*Task brief*. Collect every line of the material below that contains the word "water", treating uppercase and lowercase as different.

*Coordinate annotation records*.
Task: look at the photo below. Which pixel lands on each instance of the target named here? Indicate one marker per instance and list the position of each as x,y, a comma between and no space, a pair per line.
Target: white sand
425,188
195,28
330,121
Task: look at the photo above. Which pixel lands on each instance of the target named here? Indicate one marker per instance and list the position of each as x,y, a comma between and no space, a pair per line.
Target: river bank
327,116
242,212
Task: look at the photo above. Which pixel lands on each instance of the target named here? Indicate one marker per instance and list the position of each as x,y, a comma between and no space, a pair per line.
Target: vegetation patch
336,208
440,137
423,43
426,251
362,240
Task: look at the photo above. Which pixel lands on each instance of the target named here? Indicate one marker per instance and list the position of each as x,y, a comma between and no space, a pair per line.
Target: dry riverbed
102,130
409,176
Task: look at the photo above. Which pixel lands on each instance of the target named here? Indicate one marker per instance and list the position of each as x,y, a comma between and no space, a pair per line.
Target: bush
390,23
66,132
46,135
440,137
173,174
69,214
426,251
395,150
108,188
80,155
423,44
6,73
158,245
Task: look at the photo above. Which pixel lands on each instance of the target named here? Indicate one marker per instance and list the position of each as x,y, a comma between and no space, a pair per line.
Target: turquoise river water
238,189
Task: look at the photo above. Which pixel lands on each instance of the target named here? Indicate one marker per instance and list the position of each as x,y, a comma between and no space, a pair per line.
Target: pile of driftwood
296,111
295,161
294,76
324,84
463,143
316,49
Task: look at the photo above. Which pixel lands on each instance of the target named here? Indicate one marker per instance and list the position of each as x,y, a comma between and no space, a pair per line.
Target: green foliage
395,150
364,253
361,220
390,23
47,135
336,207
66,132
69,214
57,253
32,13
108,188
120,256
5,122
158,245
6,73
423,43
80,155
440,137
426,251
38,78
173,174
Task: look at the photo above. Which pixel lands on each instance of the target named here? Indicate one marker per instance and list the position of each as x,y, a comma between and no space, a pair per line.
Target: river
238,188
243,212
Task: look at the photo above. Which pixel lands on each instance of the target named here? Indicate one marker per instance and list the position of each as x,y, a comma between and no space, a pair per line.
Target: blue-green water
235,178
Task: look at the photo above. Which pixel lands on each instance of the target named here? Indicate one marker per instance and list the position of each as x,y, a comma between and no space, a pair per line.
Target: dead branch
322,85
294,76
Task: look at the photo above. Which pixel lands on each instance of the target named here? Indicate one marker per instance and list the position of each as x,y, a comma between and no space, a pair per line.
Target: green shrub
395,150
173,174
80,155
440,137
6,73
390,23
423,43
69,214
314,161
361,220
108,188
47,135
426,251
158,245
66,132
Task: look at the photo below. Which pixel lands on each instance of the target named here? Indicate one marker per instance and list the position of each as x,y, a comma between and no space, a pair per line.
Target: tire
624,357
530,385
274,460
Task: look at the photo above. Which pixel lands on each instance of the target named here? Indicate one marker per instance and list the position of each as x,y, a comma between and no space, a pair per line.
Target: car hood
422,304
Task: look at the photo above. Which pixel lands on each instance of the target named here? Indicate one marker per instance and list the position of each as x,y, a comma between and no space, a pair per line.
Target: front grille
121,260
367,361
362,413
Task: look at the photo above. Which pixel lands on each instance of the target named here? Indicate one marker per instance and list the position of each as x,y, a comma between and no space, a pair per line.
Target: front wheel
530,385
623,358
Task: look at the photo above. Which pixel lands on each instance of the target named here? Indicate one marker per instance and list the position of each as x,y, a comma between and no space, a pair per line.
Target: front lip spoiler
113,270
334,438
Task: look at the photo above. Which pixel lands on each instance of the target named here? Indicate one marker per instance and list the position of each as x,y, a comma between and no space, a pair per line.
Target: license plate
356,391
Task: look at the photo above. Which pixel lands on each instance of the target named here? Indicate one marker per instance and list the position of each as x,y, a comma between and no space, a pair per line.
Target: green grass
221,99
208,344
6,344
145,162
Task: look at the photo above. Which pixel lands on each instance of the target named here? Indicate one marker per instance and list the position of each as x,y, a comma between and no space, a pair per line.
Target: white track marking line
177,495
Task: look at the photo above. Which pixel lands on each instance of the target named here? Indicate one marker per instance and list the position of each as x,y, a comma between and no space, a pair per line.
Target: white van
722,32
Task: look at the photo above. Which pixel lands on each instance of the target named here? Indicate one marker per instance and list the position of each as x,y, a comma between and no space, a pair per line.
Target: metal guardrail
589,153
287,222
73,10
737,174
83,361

*Reply*.
Target: turquoise river water
Target: blue-green water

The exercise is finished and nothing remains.